··· Teks bacaan

Oleh: Umar Syarifudin (Lajnah Siyasiyah DPD HTI
Kota Kediri)
Memanas
kembali, Militer Korea Utara (Korut) menembakkan dua
rudal balistik jarak pendek ke lepas pantai Laut Timur atau Laut Jepang
dekat Kota Wonsan, (10/3/2016). Tembakan dua rudal itu menunjukkan tantangan
rezim Kim Jong-un setelah mengumumkan rudal balistiknya mulai dipasangi hulu
ledak nuklir. Militer Korea Selatan (Korsel) yang memantau penembakan rudal
rezim Pyongyang mengatakan, dua rudal balistik Korut melesat sejauh 500 km (30
mil).
Korut
memiliki
cadangan rudal jarak pendek
dalam jumlah melimpah dan terus mengembangkan rudal jarak jauh dan rudal antarbenua. Manuver terbaru rezim Kim
Jong-un ini semakin memanaskan ketegangan di Semenanjung Korea, di mana Amerika
Serikat (AS) dan Korsel menggelar latihan perang besar-besaran dengan
mensimulasikan invasi terhadap Korut.
Pemimpin
Korea Utara Kim Jong Un mengatakan, negaranya akan segera melakukan uji hulu
ledak nuklir dan rudal balistik yang mampu membawa hulu ledak nuklir. Pemerintah Korea Utara (Korut) atau DPRK menyatakan, senjata nuklir
jenis bom hidrogen milik mereka bisa membunuh semua orang di Manhattan,
New York, Amerika Serikat (AS) dan membuat kota itu menjadi abu.

······
··· Bahan yang disediakan

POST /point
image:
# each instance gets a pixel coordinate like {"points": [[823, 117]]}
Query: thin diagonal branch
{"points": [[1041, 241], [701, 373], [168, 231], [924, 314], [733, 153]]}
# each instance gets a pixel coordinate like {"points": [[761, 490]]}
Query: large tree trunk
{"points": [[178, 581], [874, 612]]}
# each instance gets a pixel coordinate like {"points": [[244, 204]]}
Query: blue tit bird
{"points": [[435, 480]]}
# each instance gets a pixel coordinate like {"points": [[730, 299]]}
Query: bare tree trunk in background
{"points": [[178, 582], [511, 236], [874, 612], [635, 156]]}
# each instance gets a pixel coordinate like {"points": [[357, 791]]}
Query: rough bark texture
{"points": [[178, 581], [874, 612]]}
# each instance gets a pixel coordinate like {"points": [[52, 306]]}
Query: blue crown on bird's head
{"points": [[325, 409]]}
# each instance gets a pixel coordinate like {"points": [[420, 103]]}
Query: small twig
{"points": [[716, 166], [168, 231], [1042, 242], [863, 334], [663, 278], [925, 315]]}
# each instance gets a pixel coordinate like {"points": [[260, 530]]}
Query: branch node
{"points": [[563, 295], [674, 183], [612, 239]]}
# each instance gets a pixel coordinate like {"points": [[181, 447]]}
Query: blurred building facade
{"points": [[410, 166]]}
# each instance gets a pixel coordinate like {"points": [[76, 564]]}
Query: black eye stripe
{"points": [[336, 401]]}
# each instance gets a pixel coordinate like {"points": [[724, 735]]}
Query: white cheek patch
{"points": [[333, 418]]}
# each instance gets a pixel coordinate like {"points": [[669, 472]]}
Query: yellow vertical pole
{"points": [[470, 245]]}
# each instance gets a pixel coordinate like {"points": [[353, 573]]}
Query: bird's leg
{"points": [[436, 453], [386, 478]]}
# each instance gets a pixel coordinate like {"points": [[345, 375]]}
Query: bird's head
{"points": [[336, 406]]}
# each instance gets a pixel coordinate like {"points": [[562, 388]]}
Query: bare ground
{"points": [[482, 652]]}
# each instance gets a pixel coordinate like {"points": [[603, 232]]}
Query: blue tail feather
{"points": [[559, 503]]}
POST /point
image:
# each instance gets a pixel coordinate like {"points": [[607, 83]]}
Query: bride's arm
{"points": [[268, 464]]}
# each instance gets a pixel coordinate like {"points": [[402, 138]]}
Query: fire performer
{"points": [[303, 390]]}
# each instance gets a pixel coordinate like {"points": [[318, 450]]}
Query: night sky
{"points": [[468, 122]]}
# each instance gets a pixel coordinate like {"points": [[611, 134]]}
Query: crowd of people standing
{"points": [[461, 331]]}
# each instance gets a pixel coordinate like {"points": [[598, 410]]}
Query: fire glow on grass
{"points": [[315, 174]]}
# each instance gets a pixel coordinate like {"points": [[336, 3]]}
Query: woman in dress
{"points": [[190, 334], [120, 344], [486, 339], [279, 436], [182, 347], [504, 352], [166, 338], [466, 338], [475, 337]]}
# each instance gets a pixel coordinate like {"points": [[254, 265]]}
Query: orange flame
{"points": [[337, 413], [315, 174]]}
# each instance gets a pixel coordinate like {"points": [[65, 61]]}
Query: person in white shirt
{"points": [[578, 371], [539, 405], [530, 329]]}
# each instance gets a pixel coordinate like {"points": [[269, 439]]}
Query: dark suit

······
··· Bahan yang disediakan

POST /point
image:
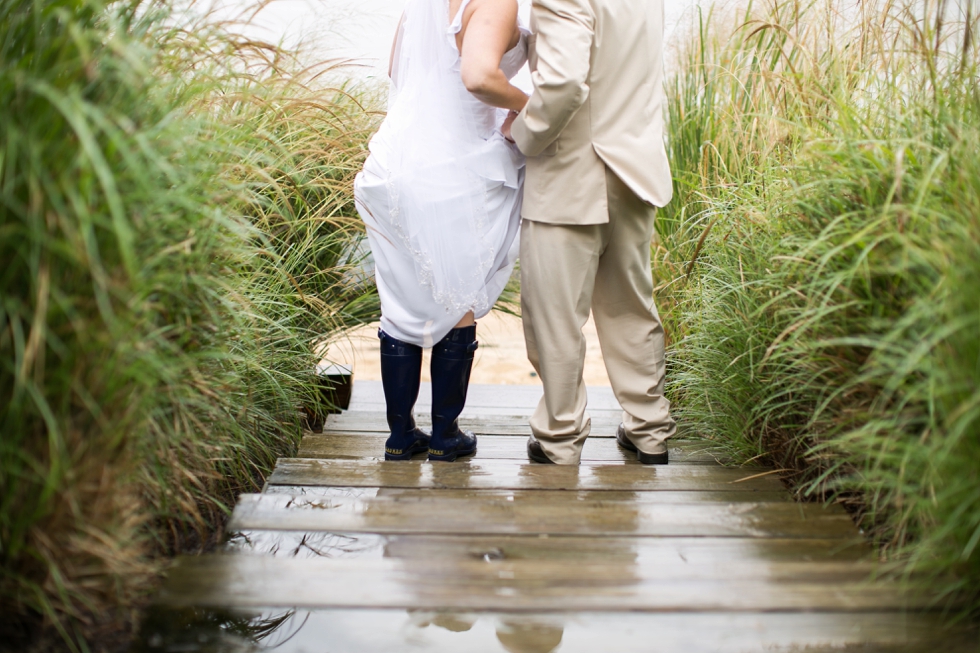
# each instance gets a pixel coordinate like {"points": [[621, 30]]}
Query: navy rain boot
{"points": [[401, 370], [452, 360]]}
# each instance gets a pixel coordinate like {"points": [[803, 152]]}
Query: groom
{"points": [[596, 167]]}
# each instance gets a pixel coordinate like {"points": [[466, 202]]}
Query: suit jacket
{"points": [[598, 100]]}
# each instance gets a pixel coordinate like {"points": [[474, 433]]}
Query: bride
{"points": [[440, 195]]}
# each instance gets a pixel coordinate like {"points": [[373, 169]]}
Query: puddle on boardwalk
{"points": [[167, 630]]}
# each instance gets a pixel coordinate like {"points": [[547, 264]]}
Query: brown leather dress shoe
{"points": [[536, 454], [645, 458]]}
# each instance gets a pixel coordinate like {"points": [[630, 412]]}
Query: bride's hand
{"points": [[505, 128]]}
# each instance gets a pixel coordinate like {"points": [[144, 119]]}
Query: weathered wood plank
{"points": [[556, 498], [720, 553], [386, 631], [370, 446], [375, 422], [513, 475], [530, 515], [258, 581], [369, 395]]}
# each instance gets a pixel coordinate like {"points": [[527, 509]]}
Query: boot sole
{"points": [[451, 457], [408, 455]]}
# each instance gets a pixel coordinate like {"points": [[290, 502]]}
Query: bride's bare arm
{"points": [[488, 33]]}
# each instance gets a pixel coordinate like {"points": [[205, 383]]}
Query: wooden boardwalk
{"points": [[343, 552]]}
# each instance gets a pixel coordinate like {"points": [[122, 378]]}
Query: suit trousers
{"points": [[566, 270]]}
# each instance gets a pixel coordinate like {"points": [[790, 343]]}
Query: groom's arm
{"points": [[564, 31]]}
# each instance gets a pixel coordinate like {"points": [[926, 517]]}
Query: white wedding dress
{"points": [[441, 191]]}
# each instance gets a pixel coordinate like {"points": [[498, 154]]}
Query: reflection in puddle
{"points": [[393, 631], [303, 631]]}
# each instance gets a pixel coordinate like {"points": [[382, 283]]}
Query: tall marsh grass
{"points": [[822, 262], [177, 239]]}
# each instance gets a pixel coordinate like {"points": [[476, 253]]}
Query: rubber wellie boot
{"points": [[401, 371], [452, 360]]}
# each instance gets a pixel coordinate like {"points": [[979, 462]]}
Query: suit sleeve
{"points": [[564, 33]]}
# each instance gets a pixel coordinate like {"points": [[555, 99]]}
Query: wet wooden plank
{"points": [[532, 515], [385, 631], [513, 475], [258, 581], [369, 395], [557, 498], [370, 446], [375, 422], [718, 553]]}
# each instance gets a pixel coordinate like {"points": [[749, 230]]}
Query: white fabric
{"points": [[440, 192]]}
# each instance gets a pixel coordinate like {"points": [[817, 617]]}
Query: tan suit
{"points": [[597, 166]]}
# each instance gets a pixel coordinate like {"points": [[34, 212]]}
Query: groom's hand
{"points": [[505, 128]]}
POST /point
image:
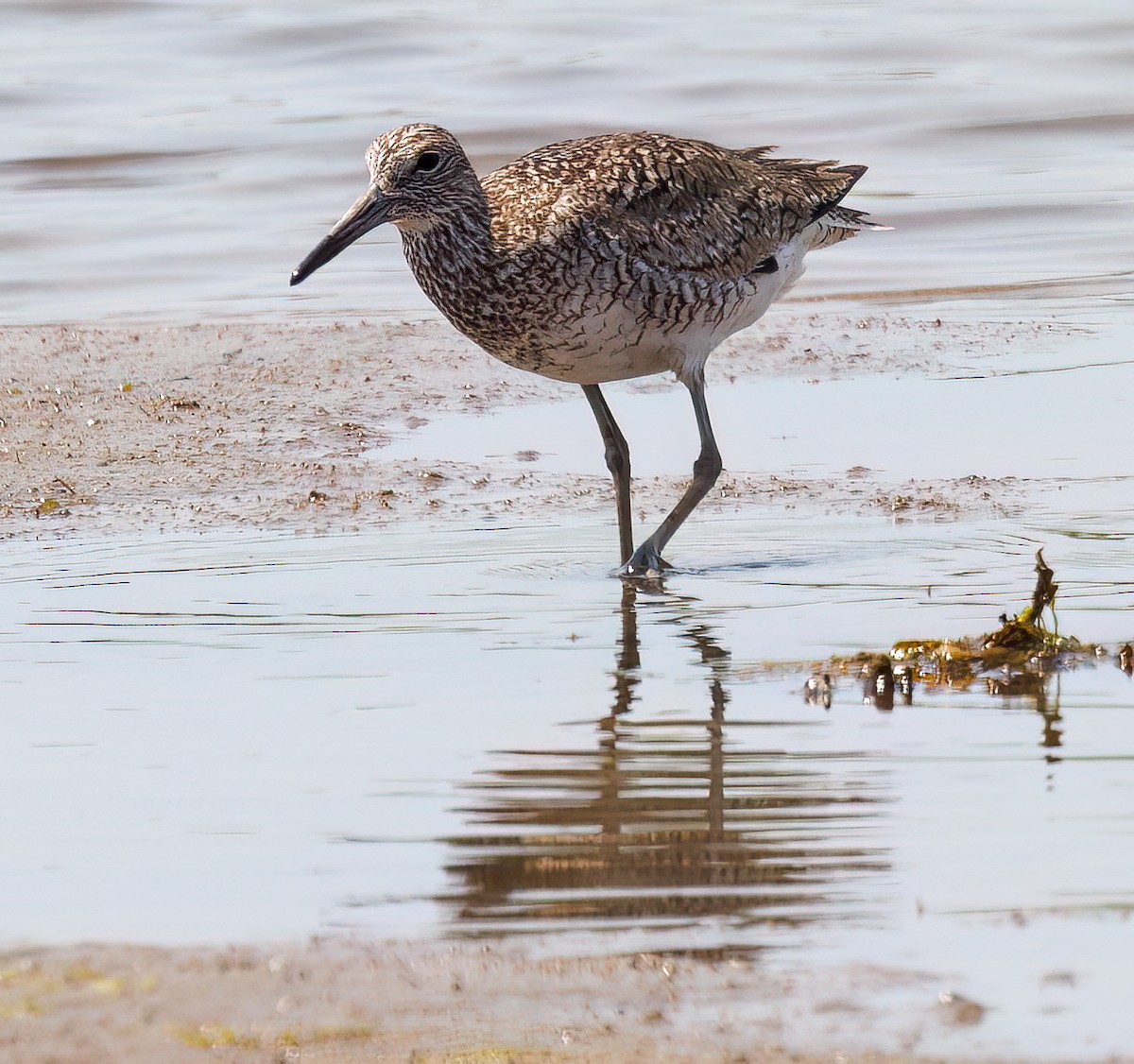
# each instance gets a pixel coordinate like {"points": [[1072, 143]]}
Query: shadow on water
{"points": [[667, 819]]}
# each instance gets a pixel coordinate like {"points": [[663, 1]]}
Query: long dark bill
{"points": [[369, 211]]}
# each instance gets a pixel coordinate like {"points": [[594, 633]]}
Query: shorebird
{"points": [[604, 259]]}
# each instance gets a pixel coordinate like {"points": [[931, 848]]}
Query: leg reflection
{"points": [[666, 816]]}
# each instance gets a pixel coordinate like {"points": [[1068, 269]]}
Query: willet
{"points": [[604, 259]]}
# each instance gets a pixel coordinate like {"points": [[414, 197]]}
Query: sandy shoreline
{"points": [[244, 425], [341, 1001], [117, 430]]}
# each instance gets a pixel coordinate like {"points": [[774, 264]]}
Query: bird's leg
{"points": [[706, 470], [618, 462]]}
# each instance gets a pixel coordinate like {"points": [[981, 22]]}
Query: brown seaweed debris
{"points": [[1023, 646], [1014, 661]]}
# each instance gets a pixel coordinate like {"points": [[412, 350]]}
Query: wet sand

······

• _Kerjakan tugas berikut_
[A] Terjemahkan ke dalam bahasa Inggris kalimat dari teks tentang rudal Korea Utara ini: "Tembakan dua rudal itu menunjukkan tantangan rezim Kim Jong-un setelah mengumumkan rudal balistiknya mulai dipasangi hulu ledak nuklir."
[B] Teruskan teks tentang rudal Korea Utara, dimulai sesudah kalimat terakhirnya.

• _Pembahasan jawaban_
[A] The firing of the two missiles shows the defiance of Kim Jong-un's regime after it announced that its ballistic missiles had begun to be fitted with nuclear warheads.

[B]
Sebelumnya,
Korea Utara (Korut) memerintahkan militernya untuk siap melakukan serangan
terlebih dahulu dan "membebaskan" Korea Selatan (Korsel). Langkah ini
dilakukan Korut menyikapi latihan militer bersama tahunan Amerika Serikat (AS)
dan Korsel. Dalam sebuah pernyataan yang disiarkan melalui media pemerintah,
Staf Umum Angkatan Darat Korut mengatakan, unit garis depan siap untuk
menyerang pertama kali. Itu dilakukan jika mereka melihat tanda-tanda bahwa AS
dan Korsel yang terlibat dalam latihan sedang berusaha untuk menyerang Korut,
seperti dikutip dari Washington Post, Sabtu (12/3/2016).
Militer
Korut mengatakan akan melawan AS dan Korsel jika latihan militer itu ditujukan
untuk menyerang Pyongyang. Korut berencana untuk membebaskan seluruh Korsel dan
Seoul. Mereka juga mampu melakukan serangan kilat ultra presisi terhadap
sasaran musuh.
Bom
hidrogen Korut telah dirancang dipasang di rudal-rudal balistik mereka. Klaim
kehebatan bom hidrogen Korut itu dilaporkan kantor berita pemerintah Korut, DPRK
Today, yang mengutip ilmuwan nuklir bernama Cho Hyung Il. ”Bom hidrogen
kami jauh lebih besar daripada yang dikembangkan oleh Uni Soviet,” bunyi laporan media Korut itu, seperti
dikutip TIME, Senin (14/3/2016). “Jika ini H-bomb itu harus dipasang pada rudal balistik antarbenua dan jatuh di Manhattan, di New York City, semua orang di sana akan terbunuh segera dan kota akan terbakar menjadi abu,” lanjut laporan itu.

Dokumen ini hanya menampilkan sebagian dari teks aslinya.